• **Ausgewählter Textauszug**
◆ ◆ ◆
In ein richtiges "Leberkoma" ist sie nicht gefallen, höchstens in den letzten Stunden, soweit ich das als Laie beurteilen kann. Als mein Bruder und ich am Mittwoch Vormittag zu ihr ins Zimmer kamen, hab ich erst schon nen Schock gekriegt, weil das Bett leer war. Ich dachte, wir wären zu spät. Aber da saß sie neben dem Bett auf ihrem "Klostuhl", auf den sie sich offenbar selber noch gesetzt hatte. Und das war ein paar Stunden vor ihrem Tod !! Wir haben ihr ins Bett zurück geholfen und sie hat auch noch ein paar Worte gemurmelt - das hab ich leider nicht alles verstanden. Aber es hat sie auch wahnsinnig angestrengt, zu reden. Aber sie hat gesehen, dass wir gekommen sind und hat auch noch genickt, als ich gesagt habe, dass ich ihr das Gedicht vorlesen will. Danach hab ich ihr auch noch gesagt, dass wir uns um Papa kümmern, ich glaube das war ihr sehr arg, dass sie ihn alleine zurücklassen muss. Ich hoffe, dass sie das noch verstanden hat und dass es sie beruhigt hat. Ganz sicher bin ich mir auch nicht, weil sie ja auch so stark unter Medikamenten stand.
Diese letzten Stunden waren natürlich sehr schwer, aber ich bin sehr dankbar, dass ich so lange bei ihr war. Ich habe die meiste Zeit ihre Hand gehalten oder ihren Kopf gestreichelt und habe einfach nur tiefe Liebe empfunden. Natürlich sah sie nicht mehr aus wie in gesunden Tagen und bei einem anderen Menschen hätte mich das vielleicht abgestoßen, aber bei ihr nicht. Ich hatte keine Scheu, sie anzufassen.
Die letzten fünf oder sechs Stunden hat sie die Augen nicht mehr aufgemacht und die Atmung wurde immer schwerer, immer schwerer. Die Ärzte haben ihr noch mal ein entspannendes Mittel gegeben, damit sie keine Angst empfindet und ich denke auch, dass es ganz gut gewirkt hat. Es war nicht dramatisch. Zeitweise haben wir uns normal unterhalten und es war fast, als würde sie einfach schlafen. Für uns war es dann natürlich schlimm, als der Atem ganz stehen blieb, aber für sie glaube ich nicht mehr. Ich hoffe, sie hat irgendwie noch gemerkt bzw. gewusst, dass wir alle um sie rum sind.
So, jetzt hab ich aber ganz schön lang geschrieben.. Du kannst gerne alles fragen, was Du wissen willst. Danke noch mal, dass Du mich persönlich angeschrieben hast, das hat mich sehr gefreut!
Ach, doch noch was:
Ich glaube nicht, dass wir jemals vergessen werden, wie unsere Mamas ausgesehen haben - da gibt es ja auch Fotos. Die Stimme und der Geruch verblassen schon eher, denke ich mal. Ich hab am Mittwoch Morgens (Mamas Todestag) den "Fehler" gemacht, als ich kurz allein im Haus meiner Eltern war, in Mamas Zimmer zu gehen und den Kleiderschrank aufzumachen. Da hätte ich am liebsten losgeschrien: "Du darfst nicht gehen!!!" und mich in den Schrank gesetzt und die Tür hinter mir zugemacht. Gottseidank ging dann unten die Tür und mein Bruder kam.
Ganz liebe Grüße an alle Mitlesenden und ich hoffe, dass wir alle lernen, damit zu leben.
Marita
P.S.
wegen des Alters - Ich schätze mal, mit 31 fühlt man sich wieder jünger.. das ist nur der Schock, wenn plötzlich ne drei davor ist, hab ich erst seit ein paar Monaten ;-)
P.P.S. @vanitas
Ich glaube eigentlich auch nicht unbedingt an ein Leben nach dem Tod. Aber es ist sooo tröstlich, an irgendeine Form des Weiterlebens zu glauben, dass ich es einfach versuchen will.
◆ ◆ ◆
• **Die Zeilen**
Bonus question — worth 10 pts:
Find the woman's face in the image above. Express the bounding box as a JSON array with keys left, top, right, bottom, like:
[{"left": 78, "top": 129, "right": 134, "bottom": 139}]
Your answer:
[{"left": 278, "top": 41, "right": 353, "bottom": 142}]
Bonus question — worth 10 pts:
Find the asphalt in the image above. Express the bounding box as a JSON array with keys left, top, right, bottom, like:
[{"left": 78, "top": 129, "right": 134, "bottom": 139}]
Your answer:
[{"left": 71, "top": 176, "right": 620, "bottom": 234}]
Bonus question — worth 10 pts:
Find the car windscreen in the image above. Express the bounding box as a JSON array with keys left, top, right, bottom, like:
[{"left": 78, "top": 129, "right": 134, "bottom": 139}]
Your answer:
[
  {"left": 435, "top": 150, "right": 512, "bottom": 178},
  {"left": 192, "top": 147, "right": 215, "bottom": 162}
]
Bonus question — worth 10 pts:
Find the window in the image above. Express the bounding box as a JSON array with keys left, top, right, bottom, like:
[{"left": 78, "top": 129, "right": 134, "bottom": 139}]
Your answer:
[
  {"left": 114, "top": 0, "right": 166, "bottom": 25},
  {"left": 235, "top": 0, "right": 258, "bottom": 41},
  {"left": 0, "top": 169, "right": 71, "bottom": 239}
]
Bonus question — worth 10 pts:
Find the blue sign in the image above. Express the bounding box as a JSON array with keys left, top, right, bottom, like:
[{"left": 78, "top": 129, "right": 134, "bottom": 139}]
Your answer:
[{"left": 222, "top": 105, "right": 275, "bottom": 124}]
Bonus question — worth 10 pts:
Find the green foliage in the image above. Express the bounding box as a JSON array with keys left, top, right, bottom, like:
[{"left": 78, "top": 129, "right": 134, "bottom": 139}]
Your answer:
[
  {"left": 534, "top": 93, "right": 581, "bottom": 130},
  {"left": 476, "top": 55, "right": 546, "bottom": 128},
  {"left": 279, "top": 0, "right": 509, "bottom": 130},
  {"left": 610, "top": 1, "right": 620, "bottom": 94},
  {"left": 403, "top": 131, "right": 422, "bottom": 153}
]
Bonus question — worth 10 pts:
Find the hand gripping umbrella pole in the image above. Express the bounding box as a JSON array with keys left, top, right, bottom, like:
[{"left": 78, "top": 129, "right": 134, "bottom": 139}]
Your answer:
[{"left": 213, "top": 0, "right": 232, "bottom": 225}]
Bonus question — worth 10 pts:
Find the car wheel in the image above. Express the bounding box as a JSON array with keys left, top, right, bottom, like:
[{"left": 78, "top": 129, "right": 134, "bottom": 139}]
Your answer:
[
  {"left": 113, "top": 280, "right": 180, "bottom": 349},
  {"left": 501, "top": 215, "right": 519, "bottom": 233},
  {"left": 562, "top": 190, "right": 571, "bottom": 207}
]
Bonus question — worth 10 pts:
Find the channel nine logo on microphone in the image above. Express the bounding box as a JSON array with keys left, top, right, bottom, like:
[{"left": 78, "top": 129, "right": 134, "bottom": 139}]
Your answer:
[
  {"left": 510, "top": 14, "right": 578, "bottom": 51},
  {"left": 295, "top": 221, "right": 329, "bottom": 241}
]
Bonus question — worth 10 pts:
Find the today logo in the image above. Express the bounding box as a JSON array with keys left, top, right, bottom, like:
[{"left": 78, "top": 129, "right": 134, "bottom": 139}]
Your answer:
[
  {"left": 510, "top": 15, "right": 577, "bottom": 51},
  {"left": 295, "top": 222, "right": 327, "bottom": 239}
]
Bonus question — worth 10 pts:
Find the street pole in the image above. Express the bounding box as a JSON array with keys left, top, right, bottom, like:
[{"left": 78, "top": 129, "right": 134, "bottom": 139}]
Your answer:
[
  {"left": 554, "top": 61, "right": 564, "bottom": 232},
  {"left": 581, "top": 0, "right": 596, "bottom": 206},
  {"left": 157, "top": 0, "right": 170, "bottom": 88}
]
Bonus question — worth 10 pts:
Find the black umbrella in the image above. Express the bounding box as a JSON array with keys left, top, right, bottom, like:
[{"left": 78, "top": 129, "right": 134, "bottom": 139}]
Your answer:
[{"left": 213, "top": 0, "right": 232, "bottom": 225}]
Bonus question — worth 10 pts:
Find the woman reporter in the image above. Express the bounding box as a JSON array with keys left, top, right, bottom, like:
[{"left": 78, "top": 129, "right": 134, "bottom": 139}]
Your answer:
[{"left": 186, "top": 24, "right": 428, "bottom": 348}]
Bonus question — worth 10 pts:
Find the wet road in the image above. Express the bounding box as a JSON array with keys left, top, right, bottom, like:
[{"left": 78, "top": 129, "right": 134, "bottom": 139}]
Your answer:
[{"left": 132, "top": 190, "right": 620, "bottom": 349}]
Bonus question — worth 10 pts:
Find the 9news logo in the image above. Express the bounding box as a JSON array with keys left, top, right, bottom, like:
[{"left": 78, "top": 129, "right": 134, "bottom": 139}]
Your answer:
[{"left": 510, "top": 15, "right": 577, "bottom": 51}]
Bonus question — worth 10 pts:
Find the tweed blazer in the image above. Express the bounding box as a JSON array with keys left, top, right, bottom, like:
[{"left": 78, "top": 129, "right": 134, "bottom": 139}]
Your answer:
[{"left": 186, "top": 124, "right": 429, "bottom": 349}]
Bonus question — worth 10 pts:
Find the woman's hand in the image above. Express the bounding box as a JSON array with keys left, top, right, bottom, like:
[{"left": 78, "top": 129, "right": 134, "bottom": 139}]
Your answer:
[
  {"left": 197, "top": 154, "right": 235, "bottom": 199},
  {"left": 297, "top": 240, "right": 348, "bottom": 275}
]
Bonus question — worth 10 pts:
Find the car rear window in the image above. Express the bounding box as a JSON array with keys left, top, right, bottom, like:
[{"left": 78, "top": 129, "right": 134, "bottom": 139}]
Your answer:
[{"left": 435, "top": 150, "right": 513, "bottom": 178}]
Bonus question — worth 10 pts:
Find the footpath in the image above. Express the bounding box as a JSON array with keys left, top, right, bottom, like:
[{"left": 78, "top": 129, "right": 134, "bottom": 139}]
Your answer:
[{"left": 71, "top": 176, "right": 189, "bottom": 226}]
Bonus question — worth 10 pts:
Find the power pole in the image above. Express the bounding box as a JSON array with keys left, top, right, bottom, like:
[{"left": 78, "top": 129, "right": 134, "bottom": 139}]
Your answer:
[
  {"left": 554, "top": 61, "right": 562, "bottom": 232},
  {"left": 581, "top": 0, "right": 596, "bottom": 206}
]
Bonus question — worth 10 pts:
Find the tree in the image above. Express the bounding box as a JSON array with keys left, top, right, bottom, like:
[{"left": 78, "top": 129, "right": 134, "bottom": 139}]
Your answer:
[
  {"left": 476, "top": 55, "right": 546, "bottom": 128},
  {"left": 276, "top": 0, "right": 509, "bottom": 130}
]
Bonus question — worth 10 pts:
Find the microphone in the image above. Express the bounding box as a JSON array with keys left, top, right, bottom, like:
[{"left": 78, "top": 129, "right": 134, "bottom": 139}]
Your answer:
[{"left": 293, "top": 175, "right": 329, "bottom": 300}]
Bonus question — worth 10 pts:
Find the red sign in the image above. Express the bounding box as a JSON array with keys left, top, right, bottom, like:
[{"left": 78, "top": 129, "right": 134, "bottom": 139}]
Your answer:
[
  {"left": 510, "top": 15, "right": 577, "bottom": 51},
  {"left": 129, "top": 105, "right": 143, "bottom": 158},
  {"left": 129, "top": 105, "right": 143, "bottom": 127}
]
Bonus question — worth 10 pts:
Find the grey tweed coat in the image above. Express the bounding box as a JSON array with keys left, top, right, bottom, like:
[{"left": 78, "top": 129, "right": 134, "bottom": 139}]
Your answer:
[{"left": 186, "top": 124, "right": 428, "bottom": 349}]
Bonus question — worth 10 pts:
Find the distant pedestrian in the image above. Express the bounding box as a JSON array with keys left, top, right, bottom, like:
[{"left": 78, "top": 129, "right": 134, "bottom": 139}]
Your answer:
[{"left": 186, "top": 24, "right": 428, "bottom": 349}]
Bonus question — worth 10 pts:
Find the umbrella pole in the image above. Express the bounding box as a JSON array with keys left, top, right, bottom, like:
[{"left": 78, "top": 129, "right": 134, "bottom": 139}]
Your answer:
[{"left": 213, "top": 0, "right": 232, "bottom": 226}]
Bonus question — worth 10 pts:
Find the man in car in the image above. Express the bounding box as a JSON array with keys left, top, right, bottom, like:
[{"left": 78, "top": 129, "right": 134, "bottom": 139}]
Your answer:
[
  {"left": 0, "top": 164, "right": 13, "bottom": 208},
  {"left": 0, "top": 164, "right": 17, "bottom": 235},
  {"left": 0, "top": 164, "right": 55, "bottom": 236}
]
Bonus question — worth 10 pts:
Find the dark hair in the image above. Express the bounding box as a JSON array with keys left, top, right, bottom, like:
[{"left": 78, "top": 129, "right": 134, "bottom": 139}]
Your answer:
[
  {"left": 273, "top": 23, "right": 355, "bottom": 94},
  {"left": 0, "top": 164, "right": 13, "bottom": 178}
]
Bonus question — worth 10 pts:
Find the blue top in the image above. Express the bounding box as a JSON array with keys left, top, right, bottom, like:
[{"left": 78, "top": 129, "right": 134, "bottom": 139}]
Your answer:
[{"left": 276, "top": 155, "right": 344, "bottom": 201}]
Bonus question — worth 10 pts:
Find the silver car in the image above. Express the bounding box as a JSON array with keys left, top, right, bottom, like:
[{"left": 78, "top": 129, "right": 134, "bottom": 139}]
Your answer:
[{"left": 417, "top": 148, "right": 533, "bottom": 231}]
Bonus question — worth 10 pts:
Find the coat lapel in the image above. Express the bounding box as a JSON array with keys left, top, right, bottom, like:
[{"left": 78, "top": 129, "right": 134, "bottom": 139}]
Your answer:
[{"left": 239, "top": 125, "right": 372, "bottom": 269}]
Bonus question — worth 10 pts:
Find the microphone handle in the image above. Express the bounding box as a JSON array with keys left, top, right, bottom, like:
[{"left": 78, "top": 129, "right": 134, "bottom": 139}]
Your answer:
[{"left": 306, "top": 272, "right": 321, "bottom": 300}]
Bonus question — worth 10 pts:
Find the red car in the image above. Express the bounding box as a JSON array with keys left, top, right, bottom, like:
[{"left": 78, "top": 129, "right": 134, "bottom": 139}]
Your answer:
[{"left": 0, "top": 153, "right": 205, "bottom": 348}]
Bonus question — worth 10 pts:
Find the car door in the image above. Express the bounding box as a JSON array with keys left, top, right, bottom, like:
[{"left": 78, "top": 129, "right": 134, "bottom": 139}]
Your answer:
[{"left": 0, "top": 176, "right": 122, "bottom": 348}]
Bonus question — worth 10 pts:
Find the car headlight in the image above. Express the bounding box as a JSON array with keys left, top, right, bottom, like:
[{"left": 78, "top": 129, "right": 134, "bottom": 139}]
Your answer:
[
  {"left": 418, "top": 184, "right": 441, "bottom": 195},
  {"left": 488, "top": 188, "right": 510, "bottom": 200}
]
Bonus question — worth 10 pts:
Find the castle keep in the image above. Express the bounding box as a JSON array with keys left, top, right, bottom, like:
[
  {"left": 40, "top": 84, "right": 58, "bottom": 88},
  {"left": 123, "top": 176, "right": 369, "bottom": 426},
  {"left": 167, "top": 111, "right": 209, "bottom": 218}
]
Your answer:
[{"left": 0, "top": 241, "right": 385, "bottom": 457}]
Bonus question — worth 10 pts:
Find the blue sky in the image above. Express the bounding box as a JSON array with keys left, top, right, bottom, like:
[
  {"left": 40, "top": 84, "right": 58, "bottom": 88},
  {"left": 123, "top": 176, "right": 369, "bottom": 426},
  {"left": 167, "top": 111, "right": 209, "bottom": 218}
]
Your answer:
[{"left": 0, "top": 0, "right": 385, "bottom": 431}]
◆ ◆ ◆
• **Die Aufgaben**
A. Entscheide für jede Aussage, ob sie zum Textauszug passt. Antworte jeweils mit Ja oder Nein und zitiere die entscheidenden Worte wörtlich: (i) Als die Geschwister am Mittwochvormittag ins Zimmer kamen, lag die Mutter im Bett. (ii) In den letzten fünf oder sechs Stunden hielt die Mutter die Augen geschlossen. (iii) Die schreibende Person ist schon seit mehreren Jahren über dreißig.
B. Gib aus dem Textauszug alles von „Ganz liebe Grüße“ bis hinunter zu „einfach versuchen will.“ wortgetreu wieder.
Die Zeilen braucht man hier nicht.

• **Lösungen im Einzelnen**
A.
(i) Nein: „hab ich erst schon nen Schock gekriegt, weil das Bett leer war“
(ii) Ja: „Die letzten fünf oder sechs Stunden hat sie die Augen nicht mehr aufgemacht“
(iii) Nein: „wenn plötzlich ne drei davor ist, hab ich erst seit ein paar Monaten“

B.
Ganz liebe Grüße an alle Mitlesenden und ich hoffe, dass wir alle lernen, damit zu leben.
Marita
P.S.
wegen des Alters - Ich schätze mal, mit 31 fühlt man sich wieder jünger.. das ist nur der Schock, wenn plötzlich ne drei davor ist, hab ich erst seit ein paar Monaten ;-)
P.P.S. @vanitas
Ich glaube eigentlich auch nicht unbedingt an ein Leben nach dem Tod. Aber es ist sooo tröstlich, an irgendeine Form des Weiterlebens zu glauben, dass ich es einfach versuchen will.